→ QUOTED TEXT
## BEGIN

In [3]:
import torch
import torchtext
from torch.utils.data import DataLoader
from torchtext.data import get_tokenizer
from torchtext.vocab import build_vocab_from_iterator
from torch import nn
from torch.nn import functional as F
import warnings

In [4]:
warnings.filterwarnings("ignore")

# Text Preprocecssing

In [5]:
#reading the data with file handlers
reviewfile = open('reviews.txt', 'r')
reviews = list(map(lambda x:x[:-1], reviewfile.readlines()))

labelfile = open('labels.txt', 'r')
label = list(map(lambda x:x[:-1], labelfile.readlines()))

label = [i.replace('negative\\', '0') for i in label]
label = [i.replace('positive\\', '1') for i in label]

In [30]:
#converting all of the labels into integer values
labels = []
for i in label:
    integer = int(i)
    labels.append(integer)

In [31]:
#tokenizing and indicising the data
train_data, test_data = reviews[:8000], reviews[8000:11000]
train_labels, test_labels = labels[:8000], labels[8000:11000]

tokenizer = get_tokenizer("basic_english")

def build_vocabulary(datasets):
    for dataset in datasets:
        for text in dataset:
            yield tokenizer(text)

vocab = build_vocab_from_iterator(build_vocabulary([train_data, test_data]), min_freq=2, specials=["<UNK>"])

vocab.set_default_index(vocab["<UNK>"])

In [16]:
#the length of the total vocabulary is
len(vocab)

32322

In [32]:
class dataset:
    def __init__(self, indicies_list, labels_list):
        self.indices = indicies_list
        self.labels = labels_list
        
        
    def __len__(self):
        return len(self.indices)
    

    
    def __getitem__(self, idx):
        return self.labels[idx], self.indices[idx]

In [33]:
train_set = dataset(train_data, train_labels)
test_set = dataset(train_data, train_labels)

In [40]:
target_classes = ['positive', 'negative']
max_words = 25

#zero_padding the indicized sentences and loading them
def vectorize_batch(batch):
    Y, X = list(zip(*batch))

## END

→ RECORD EXCERPTS
## BEGIN

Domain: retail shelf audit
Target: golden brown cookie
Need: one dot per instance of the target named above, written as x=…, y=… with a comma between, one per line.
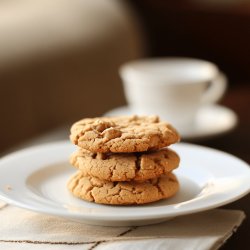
x=123, y=134
x=125, y=166
x=123, y=193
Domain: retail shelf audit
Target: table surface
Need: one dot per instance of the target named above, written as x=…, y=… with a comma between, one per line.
x=237, y=142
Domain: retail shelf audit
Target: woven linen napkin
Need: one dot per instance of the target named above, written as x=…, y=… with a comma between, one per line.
x=23, y=229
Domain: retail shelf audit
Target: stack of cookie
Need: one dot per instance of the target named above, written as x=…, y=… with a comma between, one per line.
x=124, y=160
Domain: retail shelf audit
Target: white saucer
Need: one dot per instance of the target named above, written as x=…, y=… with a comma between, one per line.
x=210, y=121
x=36, y=178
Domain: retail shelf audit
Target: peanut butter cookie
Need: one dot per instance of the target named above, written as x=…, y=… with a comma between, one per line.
x=125, y=166
x=123, y=134
x=123, y=193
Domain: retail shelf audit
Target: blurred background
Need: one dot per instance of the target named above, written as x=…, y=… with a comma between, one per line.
x=59, y=59
x=59, y=63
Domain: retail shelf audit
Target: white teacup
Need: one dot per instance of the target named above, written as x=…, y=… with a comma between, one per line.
x=173, y=88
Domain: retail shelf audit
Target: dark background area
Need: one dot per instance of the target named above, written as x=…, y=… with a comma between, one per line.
x=220, y=34
x=217, y=31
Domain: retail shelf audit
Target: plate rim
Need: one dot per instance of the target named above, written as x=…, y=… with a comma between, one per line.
x=114, y=217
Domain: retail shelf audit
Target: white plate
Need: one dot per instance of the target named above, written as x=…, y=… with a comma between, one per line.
x=35, y=179
x=210, y=121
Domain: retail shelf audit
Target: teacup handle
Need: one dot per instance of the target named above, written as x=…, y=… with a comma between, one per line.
x=216, y=90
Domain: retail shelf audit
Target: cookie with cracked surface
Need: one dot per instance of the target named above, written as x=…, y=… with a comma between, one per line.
x=123, y=134
x=123, y=193
x=125, y=166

## END

→ PROBLEMS TO WORK ON
A - According to the notebook code, what length does the total vocabulary have?
B - Retype the notebook code, beginning at the words "label = [i.replace('negative\\', '0')" and stopping after the words "integer = int(i)".

→ ANSWERS
A - 32322

B -
label = [i.replace('negative\\', '0') for i in label]
label = [i.replace('positive\\', '1') for i in label]

In [30]:
#converting all of the labels into integer values
labels = []
for i in label:
    integer = int(i)